REQUIRED TASK 1: In the forum thread, what will spin the one powered axle on Bob's planned streamlined steam locomotive?
REQUIRED TASK 2: Say whether each statement agrees with the forum thread. Answer yes or no, and quote the deciding words. (a) Bob plans to build another set of passenger cars. (b) Steve's final pick would be the 844 in two-tone gray. (c) Steve considers the N&W J a streamlined engine.

Posted By Bob Pope on 01/26/2009 9:26 AM
Tac, 

Please recall that the name of this thread is 'What would you like to see made in Live Steam'. 

It would be pretty boring if we all had the same answer to the question. 

Regards, 
Bob


True.

tac
www.ovgrs.org


----------



## Bob Pope (Jan 2, 2008)

Hi Rod, 

Glad you made it back safely, and thanks for the gun reference. 

The steam locomotive will be streamlined, but will have one powered axle (spun by a geared oscillator). We'll see if I can pull this off! 

Bob


----------



## rbednarik (Jan 2, 2008)

Bob, 

I believe 005 02 was painted in blue when in service. Although I don't recall ever seeing a colour photograph of the engine.


----------



## Bob Pope (Jan 2, 2008)

Thanks for the information Ryan. 

Actually, anything I make will be in the Lake Hall and Highgrove black and tan. I'm not making another set of passenger cars! 

But the red on the 05 001 looks great - I almost painted the diesels red. 

Bob


----------



## Semper Vaporo (Jan 2, 2008)

Posted By tacfoley on 01/26/2009 9:50 AM
Posted By Bob Pope on 01/26/2009 9:26 AM
Tac, 

Please recall that the name of this thread is 'What would you like to see made in Live Steam'. 

It would be pretty boring if we all had the same answer to the question. 

Regards, 
Bob


True.

tac
http://www.ovgrs.org/



Yes, that is true, but if everybody listed the exact same locomotive, some manufacturer might get a burr under their blanket and make it! ))


----------



## vmsysprog (Jul 2, 2008)

It's nice to dream, but the reality of things is - what can be produced that will sell? My understanding is that Hans is the guy in the U.S. that has produced or at least had significant input into the last two or three US prototype engines. From doing a high percentage of the research to fronting the money. In these economic times whose going to take a chance on a maybe? I think the Mikado's are a case in point. One of the engines I'd like to see made (and previously mentioned) is a N&W J. Some consider this a streamlined engine. I don't. I think there is enough moving parts to make it interesting. With all due respect to Hans, it's my understanding that stream line engines are not his favorite. (Although, I'd consider a SP 4449 about as streamlined as a J but I don't know if Hans was involved with the 4449). That leads me to my 2nd choice the UP 844. There has been enough knowledge gained from the previous engines, x-8-x wheel arrangement that this would fit with the current pattern of what is being produced. ( I LOVE that GN S2 Vandy tender). A 3rd choice, which had it's seed planted within the last 6 months or so, is the NYC Niagara with long distance tender. What would really be neat on this engine is if the S2 version (with real working poppit valves) would be produced). It's a tough decision but I'd go with the 844 in two-tone gray. Oh, and an aux. water tender painted in armour yellow would be the icing on the cake, but also adds more to the price. It's always something.  
Steve


----------



## Joel779 (Jan 2, 2008)

ITEMS:
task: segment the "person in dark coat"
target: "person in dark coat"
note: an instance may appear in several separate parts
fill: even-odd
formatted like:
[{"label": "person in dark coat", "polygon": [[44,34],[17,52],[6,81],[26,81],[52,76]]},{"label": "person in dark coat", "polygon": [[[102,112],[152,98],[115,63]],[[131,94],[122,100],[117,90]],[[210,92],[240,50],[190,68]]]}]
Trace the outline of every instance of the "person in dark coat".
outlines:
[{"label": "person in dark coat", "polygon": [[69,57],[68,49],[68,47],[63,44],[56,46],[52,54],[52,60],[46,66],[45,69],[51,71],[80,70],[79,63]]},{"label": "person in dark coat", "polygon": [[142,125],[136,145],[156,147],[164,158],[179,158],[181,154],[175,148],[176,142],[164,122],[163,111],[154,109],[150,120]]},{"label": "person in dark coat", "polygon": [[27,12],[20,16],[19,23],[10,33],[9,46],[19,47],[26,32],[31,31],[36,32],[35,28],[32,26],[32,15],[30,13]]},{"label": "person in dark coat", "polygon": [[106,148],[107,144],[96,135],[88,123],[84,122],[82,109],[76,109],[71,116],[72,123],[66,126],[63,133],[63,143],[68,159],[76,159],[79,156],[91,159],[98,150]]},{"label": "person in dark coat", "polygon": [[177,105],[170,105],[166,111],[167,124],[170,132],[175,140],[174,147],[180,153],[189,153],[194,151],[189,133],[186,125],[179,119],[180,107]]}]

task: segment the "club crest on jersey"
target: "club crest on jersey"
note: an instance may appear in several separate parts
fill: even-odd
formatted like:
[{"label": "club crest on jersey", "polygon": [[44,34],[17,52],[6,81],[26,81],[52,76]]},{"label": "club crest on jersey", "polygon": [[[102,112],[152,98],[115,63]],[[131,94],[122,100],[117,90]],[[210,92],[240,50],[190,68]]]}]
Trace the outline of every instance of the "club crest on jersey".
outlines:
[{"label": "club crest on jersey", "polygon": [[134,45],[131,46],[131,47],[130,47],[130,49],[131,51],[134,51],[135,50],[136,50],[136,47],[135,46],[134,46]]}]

WORKED ANSWER 1: A geared oscillator.

WORKED ANSWER 2:
(a) No: "I'm not making another set of passenger cars!"
(b) Yes: "It's a tough decision but I'd go with the 844 in two-tone gray."
(c) No: "Some consider this a streamlined engine. I don't."